:: DOCUMENT SECTION ::
[Begin]
The chain rule: So in taking the derivative, $\frac{df}{dx}$ of an outer function, $f(x)$, which depends on an inner function $g(x)$, which depends on $x$, the derivative equals the derivative of the outer function times the derivative of the inner function.

**Or:**

$$ f'(g(x)) = f'g(x)*g'(x) $$

Ok, so that is the chain rule. Let's apply this to our example.

Remember we started with the function $f(x) = (0.5x + 3)^2 $. Then we recast this as two functions:

$$g(x) = 0.5x + 3$$ $$f(x) = (g(x))^2$$

**2. Find the derivatives, $f'(x)$ and $g'(x)$**

- as we know from the calculation above $g'(x) = 0.5$
- and $f'g((x)) = 2*(g(x))^{1} = 2*g(x)$

**3. Substitute into our chain rule**

We have:

- $ f'(g(x)) = f'g(x)
[End]
:: WRITTEN PROBLEM 1 ::
Reproduce the part of the chain rule explanation that begins with the words "The chain rule: So" and stops after "to our example.".

:: THE RECORDS ::
[Begin]
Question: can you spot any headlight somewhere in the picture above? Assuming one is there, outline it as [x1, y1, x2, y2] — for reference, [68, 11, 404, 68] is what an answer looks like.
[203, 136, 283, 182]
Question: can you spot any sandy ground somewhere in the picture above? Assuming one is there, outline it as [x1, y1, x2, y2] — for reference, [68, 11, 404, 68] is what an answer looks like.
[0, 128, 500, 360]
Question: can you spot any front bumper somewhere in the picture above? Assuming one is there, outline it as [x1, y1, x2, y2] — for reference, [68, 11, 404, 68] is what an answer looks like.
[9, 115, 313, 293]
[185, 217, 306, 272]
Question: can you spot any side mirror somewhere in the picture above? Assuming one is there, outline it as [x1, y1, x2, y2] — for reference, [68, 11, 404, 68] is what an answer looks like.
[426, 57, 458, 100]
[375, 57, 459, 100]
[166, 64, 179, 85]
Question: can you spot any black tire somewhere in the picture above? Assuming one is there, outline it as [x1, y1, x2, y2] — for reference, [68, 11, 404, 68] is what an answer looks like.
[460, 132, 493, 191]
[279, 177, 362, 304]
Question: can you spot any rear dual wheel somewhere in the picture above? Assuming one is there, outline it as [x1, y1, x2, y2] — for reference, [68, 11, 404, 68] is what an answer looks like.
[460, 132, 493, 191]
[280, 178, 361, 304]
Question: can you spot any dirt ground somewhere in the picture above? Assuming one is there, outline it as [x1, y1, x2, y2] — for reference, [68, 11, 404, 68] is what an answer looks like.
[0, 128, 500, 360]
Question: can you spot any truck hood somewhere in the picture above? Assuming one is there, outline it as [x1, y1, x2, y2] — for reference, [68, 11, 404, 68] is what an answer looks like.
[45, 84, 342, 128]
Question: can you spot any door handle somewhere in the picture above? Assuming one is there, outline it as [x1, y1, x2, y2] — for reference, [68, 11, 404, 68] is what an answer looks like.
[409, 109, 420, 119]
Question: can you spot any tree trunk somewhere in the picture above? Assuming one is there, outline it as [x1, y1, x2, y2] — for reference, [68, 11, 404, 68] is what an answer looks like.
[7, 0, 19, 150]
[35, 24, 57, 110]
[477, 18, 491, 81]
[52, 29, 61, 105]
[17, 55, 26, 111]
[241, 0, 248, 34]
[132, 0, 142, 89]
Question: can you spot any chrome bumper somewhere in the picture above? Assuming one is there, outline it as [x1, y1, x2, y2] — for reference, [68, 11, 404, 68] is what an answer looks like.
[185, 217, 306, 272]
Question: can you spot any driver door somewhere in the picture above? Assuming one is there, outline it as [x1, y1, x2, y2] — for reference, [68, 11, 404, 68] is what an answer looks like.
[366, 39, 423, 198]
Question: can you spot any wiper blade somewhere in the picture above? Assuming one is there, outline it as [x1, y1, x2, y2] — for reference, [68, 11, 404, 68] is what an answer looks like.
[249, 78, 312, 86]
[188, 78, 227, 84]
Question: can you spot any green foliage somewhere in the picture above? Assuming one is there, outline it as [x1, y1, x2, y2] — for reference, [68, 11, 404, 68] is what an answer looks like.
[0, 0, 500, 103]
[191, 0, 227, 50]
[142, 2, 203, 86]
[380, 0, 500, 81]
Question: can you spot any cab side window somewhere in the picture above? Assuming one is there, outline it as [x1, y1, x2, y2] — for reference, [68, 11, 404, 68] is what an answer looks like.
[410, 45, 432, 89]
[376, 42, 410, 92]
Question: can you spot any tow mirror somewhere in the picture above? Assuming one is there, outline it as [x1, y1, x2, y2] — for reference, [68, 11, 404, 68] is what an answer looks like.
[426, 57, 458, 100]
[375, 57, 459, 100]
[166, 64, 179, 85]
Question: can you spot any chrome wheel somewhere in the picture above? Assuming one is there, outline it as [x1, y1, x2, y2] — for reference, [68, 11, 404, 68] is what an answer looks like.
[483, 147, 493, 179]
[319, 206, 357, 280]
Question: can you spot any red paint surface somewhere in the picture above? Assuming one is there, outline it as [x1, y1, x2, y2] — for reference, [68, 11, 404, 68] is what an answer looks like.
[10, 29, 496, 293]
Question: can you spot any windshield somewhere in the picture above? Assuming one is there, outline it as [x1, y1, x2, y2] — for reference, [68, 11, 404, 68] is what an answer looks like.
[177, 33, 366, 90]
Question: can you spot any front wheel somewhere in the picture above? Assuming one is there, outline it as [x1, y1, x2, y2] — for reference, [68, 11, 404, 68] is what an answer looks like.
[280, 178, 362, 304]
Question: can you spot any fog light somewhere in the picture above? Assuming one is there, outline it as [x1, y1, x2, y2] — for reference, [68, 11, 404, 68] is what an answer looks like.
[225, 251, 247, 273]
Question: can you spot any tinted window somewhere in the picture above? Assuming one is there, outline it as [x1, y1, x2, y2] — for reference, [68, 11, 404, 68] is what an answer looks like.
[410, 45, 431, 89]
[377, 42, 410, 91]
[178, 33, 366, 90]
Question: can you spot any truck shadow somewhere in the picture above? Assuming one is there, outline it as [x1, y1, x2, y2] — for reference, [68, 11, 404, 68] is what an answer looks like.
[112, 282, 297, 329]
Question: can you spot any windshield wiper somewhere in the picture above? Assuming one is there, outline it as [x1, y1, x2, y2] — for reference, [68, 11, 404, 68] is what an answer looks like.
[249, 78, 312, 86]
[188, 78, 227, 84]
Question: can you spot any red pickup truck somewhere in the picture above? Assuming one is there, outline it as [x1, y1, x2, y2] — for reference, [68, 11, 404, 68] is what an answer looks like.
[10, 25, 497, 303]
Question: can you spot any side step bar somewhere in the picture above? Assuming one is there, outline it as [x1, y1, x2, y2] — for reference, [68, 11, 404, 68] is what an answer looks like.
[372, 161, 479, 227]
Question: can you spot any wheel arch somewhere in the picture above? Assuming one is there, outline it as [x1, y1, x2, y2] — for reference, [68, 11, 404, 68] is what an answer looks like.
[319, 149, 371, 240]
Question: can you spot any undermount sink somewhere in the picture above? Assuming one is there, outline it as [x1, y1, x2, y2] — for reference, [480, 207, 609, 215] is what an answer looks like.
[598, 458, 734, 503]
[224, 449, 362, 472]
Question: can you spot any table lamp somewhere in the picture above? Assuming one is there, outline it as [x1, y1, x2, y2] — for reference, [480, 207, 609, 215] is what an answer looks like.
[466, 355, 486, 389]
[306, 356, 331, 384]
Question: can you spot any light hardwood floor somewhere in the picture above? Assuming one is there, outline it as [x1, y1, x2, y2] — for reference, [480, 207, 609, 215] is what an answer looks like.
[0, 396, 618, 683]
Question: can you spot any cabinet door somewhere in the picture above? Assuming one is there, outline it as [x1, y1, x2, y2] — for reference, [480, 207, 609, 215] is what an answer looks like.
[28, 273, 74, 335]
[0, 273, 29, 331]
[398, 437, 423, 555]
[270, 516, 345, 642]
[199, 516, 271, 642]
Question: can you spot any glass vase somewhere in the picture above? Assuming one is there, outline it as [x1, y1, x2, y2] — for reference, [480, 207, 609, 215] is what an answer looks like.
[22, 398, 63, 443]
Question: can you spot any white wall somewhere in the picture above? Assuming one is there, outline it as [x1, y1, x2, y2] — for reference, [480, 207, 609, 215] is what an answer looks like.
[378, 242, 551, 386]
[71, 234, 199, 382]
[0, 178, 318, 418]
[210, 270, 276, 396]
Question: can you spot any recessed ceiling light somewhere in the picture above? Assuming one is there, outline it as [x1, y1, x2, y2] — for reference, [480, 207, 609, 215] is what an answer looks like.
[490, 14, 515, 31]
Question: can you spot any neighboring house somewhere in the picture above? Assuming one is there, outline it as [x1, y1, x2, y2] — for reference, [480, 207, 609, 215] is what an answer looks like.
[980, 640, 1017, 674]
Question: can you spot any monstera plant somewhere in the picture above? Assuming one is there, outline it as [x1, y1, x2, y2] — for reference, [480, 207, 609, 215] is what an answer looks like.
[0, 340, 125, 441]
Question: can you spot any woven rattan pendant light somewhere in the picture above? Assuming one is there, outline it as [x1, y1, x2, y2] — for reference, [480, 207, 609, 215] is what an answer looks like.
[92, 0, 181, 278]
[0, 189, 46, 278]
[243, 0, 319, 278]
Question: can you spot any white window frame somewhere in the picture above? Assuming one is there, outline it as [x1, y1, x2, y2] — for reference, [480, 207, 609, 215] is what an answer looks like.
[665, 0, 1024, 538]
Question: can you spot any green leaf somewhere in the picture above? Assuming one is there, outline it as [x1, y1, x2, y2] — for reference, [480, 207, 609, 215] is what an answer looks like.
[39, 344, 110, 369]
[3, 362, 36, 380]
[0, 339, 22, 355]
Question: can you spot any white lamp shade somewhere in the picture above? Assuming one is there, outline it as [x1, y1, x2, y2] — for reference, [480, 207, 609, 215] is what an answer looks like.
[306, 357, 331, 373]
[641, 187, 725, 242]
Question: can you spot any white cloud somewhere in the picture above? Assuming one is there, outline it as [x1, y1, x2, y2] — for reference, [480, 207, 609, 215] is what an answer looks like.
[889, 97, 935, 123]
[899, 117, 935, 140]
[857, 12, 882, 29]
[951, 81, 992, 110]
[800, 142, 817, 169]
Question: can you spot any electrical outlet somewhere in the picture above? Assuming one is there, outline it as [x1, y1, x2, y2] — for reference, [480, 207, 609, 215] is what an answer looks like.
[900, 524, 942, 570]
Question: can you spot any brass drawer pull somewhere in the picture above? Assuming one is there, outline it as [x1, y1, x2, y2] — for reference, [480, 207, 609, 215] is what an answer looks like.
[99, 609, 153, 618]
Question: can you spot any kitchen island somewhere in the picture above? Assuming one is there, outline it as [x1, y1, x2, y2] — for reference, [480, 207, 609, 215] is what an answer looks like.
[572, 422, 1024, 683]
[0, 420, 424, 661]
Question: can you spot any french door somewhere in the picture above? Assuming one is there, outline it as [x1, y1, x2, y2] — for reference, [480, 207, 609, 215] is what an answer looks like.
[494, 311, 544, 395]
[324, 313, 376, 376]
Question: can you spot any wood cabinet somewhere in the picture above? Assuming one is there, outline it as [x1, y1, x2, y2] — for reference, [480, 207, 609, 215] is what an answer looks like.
[End]
:: WRITTEN PROBLEM 2 ::
In the rows, write out every line from the one that contains "Question: can you spot any wheel" through the one that contains "[0, 396, 618, 683]", including both.

:: EXERCISE RESPONSE 1 ::
The chain rule: So in taking the derivative, $\frac{df}{dx}$ of an outer function, $f(x)$, which depends on an inner function $g(x)$, which depends on $x$, the derivative equals the derivative of the outer function times the derivative of the inner function.

**Or:**

$$ f'(g(x)) = f'g(x)*g'(x) $$

Ok, so that is the chain rule. Let's apply this to our example.

:: EXERCISE RESPONSE 2 ::
Question: can you spot any wheel arch somewhere in the picture above? Assuming one is there, outline it as [x1, y1, x2, y2] — for reference, [68, 11, 404, 68] is what an answer looks like.
[319, 149, 371, 240]
Question: can you spot any undermount sink somewhere in the picture above? Assuming one is there, outline it as [x1, y1, x2, y2] — for reference, [480, 207, 609, 215] is what an answer looks like.
[598, 458, 734, 503]
[224, 449, 362, 472]
Question: can you spot any table lamp somewhere in the picture above? Assuming one is there, outline it as [x1, y1, x2, y2] — for reference, [480, 207, 609, 215] is what an answer looks like.
[466, 355, 486, 389]
[306, 356, 331, 384]
Question: can you spot any light hardwood floor somewhere in the picture above? Assuming one is there, outline it as [x1, y1, x2, y2] — for reference, [480, 207, 609, 215] is what an answer looks like.
[0, 396, 618, 683]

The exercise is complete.